▸ Your instructions: Replace "innermost spot" with "most central point" in the items below, starting at the line containing "Where can you see the sky" and ending with the last item, and reproduce those lines with no other changes. Leave the pictures out.

▸ Information given:
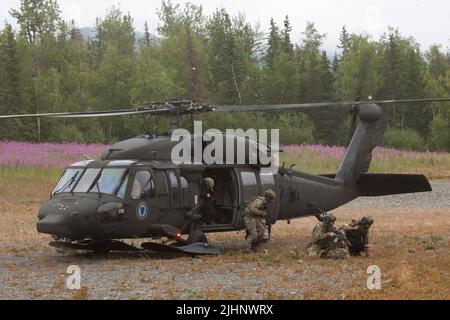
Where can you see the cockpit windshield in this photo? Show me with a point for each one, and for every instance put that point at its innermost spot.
(96, 180)
(68, 180)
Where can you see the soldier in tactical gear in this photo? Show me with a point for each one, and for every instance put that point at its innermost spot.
(357, 233)
(207, 205)
(254, 218)
(324, 242)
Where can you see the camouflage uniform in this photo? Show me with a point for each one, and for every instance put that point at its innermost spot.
(324, 246)
(254, 219)
(359, 236)
(207, 205)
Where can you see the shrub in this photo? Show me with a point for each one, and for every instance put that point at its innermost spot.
(439, 138)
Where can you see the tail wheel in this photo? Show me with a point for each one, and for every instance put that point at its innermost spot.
(197, 236)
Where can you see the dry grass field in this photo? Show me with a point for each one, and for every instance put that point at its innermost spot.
(410, 245)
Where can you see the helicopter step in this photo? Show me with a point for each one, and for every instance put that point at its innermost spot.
(97, 246)
(191, 249)
(114, 245)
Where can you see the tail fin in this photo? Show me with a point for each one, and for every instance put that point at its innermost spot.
(359, 153)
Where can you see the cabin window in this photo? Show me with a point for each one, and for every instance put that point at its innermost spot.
(174, 187)
(143, 186)
(109, 180)
(267, 181)
(249, 185)
(185, 192)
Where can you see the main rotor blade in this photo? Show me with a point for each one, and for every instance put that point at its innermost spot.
(109, 113)
(89, 114)
(266, 107)
(188, 107)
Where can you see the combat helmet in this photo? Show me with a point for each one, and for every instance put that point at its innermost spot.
(209, 182)
(329, 217)
(269, 194)
(366, 221)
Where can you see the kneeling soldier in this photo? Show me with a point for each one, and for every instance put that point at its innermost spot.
(357, 233)
(324, 241)
(254, 218)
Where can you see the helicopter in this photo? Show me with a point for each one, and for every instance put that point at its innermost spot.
(136, 191)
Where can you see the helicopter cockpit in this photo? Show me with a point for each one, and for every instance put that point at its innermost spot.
(111, 179)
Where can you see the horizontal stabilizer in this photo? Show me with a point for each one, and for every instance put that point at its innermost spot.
(371, 185)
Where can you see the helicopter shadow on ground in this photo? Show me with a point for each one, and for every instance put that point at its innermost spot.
(227, 248)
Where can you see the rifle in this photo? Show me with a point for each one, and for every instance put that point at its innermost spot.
(340, 237)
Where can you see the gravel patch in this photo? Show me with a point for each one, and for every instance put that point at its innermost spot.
(438, 198)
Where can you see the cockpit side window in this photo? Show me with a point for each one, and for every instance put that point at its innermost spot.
(143, 185)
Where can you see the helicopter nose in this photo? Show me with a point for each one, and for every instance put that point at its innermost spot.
(68, 217)
(54, 224)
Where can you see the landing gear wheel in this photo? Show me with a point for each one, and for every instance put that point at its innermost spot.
(197, 236)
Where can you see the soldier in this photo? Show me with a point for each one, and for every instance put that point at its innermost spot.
(357, 233)
(324, 242)
(207, 206)
(254, 219)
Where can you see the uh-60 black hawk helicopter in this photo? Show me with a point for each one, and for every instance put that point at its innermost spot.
(95, 203)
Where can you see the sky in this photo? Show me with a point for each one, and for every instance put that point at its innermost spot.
(428, 21)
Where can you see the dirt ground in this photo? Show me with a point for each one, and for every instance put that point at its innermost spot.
(410, 244)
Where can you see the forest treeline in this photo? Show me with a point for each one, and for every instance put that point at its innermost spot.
(46, 65)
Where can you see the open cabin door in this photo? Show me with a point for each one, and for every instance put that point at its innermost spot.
(253, 183)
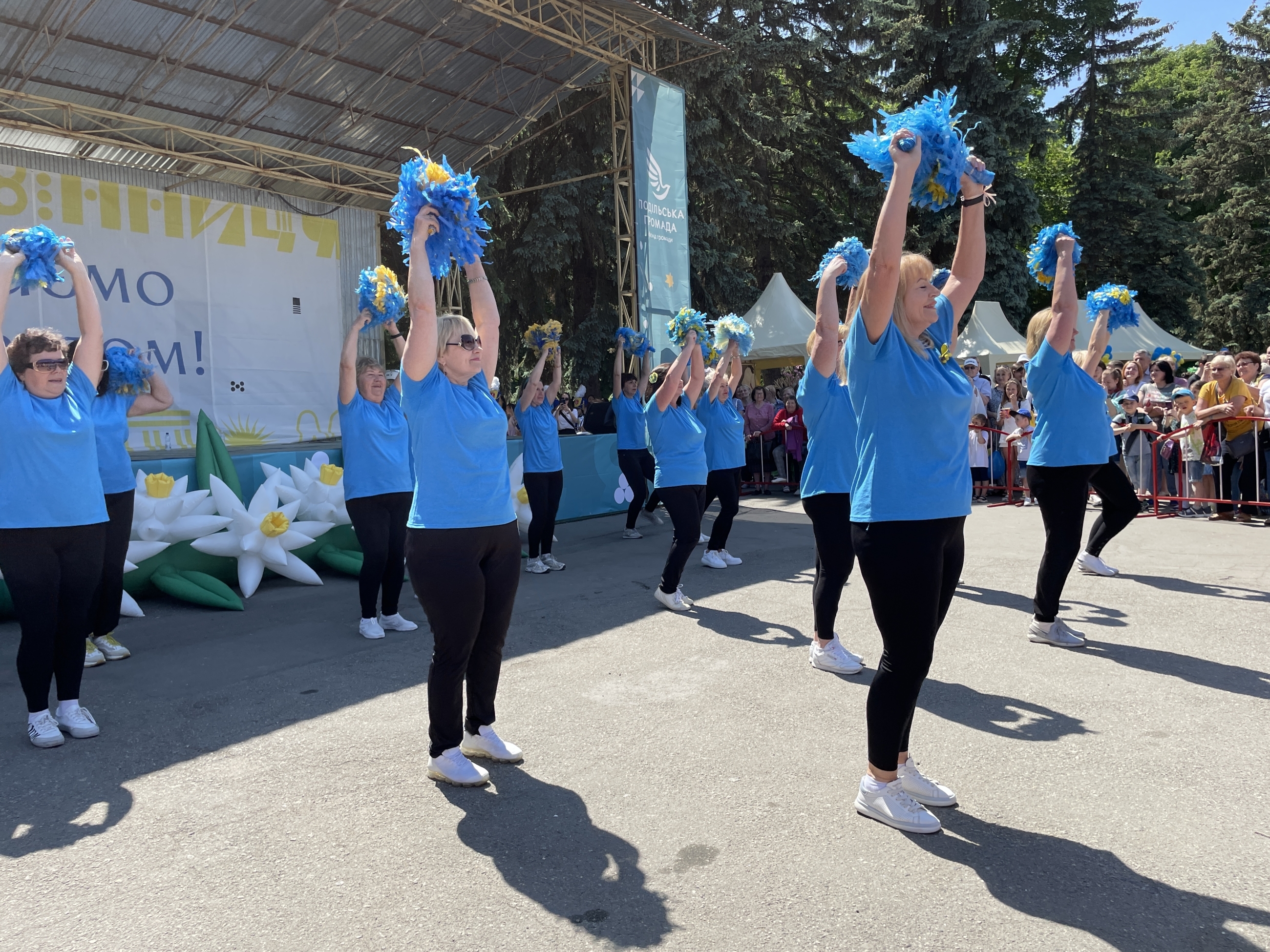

▸ In response:
Where can you see the sky in this photo? Show me with a point for each one, and for every instance put that point at its most central point.
(428, 21)
Where can you see the dirt ground in this photo? Show me with a point for each one, and for every instance put that point at its most central point.
(410, 244)
Where can you see the forest treeline in this photo? Show me with a point for each one, and for every instance put that point at its most central point.
(46, 65)
Where can you see the open cabin door in this photo? Show me with a point for each one, and for every instance put that point at its most central point.
(253, 183)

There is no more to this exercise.